(Dataset records)

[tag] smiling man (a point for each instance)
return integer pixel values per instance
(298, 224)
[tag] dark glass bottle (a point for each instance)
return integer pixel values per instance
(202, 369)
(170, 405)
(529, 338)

(End Dataset records)

Reproduce the data shown above exactly, including every line.

The answer.
[tag] smiling man (a point for each instance)
return integer pixel values per instance
(298, 224)
[tag] dark glass bottle (a point for each instance)
return integer pixel values per instance
(202, 369)
(170, 405)
(529, 338)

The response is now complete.